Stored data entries
··········

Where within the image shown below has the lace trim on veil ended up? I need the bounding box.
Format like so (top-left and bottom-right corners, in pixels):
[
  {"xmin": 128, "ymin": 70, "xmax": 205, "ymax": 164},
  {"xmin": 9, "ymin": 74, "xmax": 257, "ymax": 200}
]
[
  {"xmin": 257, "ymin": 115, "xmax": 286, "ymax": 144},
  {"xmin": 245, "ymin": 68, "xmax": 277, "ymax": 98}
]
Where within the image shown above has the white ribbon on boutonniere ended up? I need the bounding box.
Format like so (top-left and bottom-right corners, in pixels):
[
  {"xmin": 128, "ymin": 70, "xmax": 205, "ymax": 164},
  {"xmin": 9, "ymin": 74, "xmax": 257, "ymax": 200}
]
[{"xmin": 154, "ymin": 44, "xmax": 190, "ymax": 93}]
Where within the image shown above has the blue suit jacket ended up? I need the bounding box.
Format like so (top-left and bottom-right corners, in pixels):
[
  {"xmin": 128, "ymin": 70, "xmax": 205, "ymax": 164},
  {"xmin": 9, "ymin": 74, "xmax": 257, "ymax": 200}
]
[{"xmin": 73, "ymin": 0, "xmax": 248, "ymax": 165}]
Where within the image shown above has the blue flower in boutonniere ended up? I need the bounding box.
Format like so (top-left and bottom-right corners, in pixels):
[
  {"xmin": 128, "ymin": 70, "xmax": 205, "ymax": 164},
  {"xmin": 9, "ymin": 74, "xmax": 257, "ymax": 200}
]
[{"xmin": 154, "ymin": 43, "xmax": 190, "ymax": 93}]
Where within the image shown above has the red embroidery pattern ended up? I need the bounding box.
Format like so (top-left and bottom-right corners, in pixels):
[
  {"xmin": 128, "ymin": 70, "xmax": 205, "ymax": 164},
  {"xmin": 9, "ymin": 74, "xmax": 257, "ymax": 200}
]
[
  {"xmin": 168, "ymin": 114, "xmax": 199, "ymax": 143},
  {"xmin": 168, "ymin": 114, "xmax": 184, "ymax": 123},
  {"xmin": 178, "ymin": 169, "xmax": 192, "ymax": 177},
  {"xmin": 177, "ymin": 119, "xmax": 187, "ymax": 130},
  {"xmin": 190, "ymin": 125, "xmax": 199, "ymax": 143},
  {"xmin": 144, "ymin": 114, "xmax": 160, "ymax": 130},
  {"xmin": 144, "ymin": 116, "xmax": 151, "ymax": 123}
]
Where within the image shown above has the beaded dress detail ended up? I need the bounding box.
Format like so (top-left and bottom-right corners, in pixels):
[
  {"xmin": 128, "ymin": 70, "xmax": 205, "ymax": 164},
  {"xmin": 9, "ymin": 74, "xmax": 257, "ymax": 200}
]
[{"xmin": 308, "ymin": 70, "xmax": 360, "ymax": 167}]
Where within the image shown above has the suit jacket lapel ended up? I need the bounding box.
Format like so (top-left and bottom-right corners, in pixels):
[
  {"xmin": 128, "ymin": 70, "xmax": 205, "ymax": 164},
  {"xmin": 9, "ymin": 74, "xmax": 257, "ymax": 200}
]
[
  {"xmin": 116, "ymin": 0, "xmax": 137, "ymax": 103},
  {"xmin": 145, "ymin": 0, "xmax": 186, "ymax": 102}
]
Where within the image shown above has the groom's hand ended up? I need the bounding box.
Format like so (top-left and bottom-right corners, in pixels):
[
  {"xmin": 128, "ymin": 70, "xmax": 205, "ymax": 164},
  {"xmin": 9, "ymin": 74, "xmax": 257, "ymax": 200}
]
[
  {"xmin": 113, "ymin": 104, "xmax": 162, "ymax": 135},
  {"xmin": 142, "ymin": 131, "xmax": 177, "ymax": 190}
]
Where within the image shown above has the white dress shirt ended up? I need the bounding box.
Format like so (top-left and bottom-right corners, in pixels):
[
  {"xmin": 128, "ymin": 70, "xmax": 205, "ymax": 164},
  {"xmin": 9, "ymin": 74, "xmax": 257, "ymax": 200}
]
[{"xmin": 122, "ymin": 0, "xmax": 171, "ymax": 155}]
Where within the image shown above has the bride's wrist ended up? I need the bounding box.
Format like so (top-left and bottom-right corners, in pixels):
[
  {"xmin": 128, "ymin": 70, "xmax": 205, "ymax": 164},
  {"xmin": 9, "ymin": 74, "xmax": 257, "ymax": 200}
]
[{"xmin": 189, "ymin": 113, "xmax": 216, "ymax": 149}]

··········

→ What the task requires: Transcribe the entries exactly.

→ Result of the task:
Where within the image shown below has the lace trim on veil ended up? I need the bounding box.
Format like so (top-left and bottom-right corners, in pixels):
[
  {"xmin": 128, "ymin": 70, "xmax": 205, "ymax": 164},
  {"xmin": 9, "ymin": 74, "xmax": 257, "ymax": 200}
]
[
  {"xmin": 257, "ymin": 115, "xmax": 286, "ymax": 144},
  {"xmin": 245, "ymin": 68, "xmax": 277, "ymax": 98}
]
Where within the image shown above has the white ribbon on boutonniere ended up? I need the bounding box.
Format like so (top-left and bottom-right corners, in pixels):
[
  {"xmin": 128, "ymin": 70, "xmax": 205, "ymax": 164},
  {"xmin": 9, "ymin": 74, "xmax": 257, "ymax": 200}
]
[{"xmin": 154, "ymin": 44, "xmax": 190, "ymax": 93}]
Where within the image shown above has the blue suit jacket ended up? I need the bounding box.
Format like so (top-left and bottom-right corners, in pixels):
[
  {"xmin": 128, "ymin": 70, "xmax": 205, "ymax": 164},
  {"xmin": 9, "ymin": 74, "xmax": 257, "ymax": 200}
]
[{"xmin": 73, "ymin": 0, "xmax": 248, "ymax": 165}]
Where within the image shown above has the blue flower in boutonniere ended up? I need the bounding box.
Format like so (top-left and bottom-right corners, in pixels):
[
  {"xmin": 128, "ymin": 70, "xmax": 205, "ymax": 164},
  {"xmin": 9, "ymin": 74, "xmax": 257, "ymax": 200}
]
[{"xmin": 154, "ymin": 43, "xmax": 190, "ymax": 93}]
Where within the image shown above has the red embroidery pattern ended up? I need the bounding box.
Format like so (top-left and bottom-right corners, in pixels):
[
  {"xmin": 128, "ymin": 70, "xmax": 205, "ymax": 164},
  {"xmin": 9, "ymin": 74, "xmax": 257, "ymax": 200}
]
[
  {"xmin": 168, "ymin": 114, "xmax": 199, "ymax": 143},
  {"xmin": 168, "ymin": 114, "xmax": 184, "ymax": 123},
  {"xmin": 178, "ymin": 169, "xmax": 192, "ymax": 177},
  {"xmin": 177, "ymin": 119, "xmax": 187, "ymax": 130},
  {"xmin": 190, "ymin": 125, "xmax": 199, "ymax": 143},
  {"xmin": 144, "ymin": 114, "xmax": 160, "ymax": 130},
  {"xmin": 144, "ymin": 116, "xmax": 151, "ymax": 123}
]
Where within the image shown above has the beaded dress detail ended up? I need the bounding box.
Format like so (top-left and bottom-right corners, in pixels):
[
  {"xmin": 128, "ymin": 70, "xmax": 205, "ymax": 164},
  {"xmin": 9, "ymin": 74, "xmax": 257, "ymax": 200}
]
[{"xmin": 308, "ymin": 70, "xmax": 360, "ymax": 167}]
Where within the image shown above has the suit jacket lapel ended up? I need the bounding box.
Format like so (top-left and bottom-right corners, in pixels):
[
  {"xmin": 128, "ymin": 70, "xmax": 205, "ymax": 164},
  {"xmin": 9, "ymin": 74, "xmax": 257, "ymax": 200}
]
[
  {"xmin": 116, "ymin": 0, "xmax": 137, "ymax": 103},
  {"xmin": 145, "ymin": 0, "xmax": 186, "ymax": 102}
]
Where within the image shown above has the groom's hand ended up? I need the bounding box.
Format like so (top-left and bottom-right corners, in pixels):
[
  {"xmin": 128, "ymin": 70, "xmax": 205, "ymax": 164},
  {"xmin": 9, "ymin": 74, "xmax": 257, "ymax": 200}
]
[
  {"xmin": 113, "ymin": 104, "xmax": 162, "ymax": 135},
  {"xmin": 142, "ymin": 131, "xmax": 177, "ymax": 190}
]
Where within the image shown above has the white dress shirt ended up? I need the bounding box.
Format like so (top-left and bottom-right corners, in pixels):
[
  {"xmin": 128, "ymin": 70, "xmax": 205, "ymax": 164},
  {"xmin": 9, "ymin": 74, "xmax": 257, "ymax": 200}
]
[{"xmin": 122, "ymin": 0, "xmax": 171, "ymax": 155}]
Where within the image shown above has the bride's wrist ended up? I need the bounding box.
Format like so (top-left and bottom-right corners, in pixels):
[
  {"xmin": 128, "ymin": 70, "xmax": 205, "ymax": 164},
  {"xmin": 9, "ymin": 74, "xmax": 257, "ymax": 200}
]
[{"xmin": 189, "ymin": 113, "xmax": 216, "ymax": 149}]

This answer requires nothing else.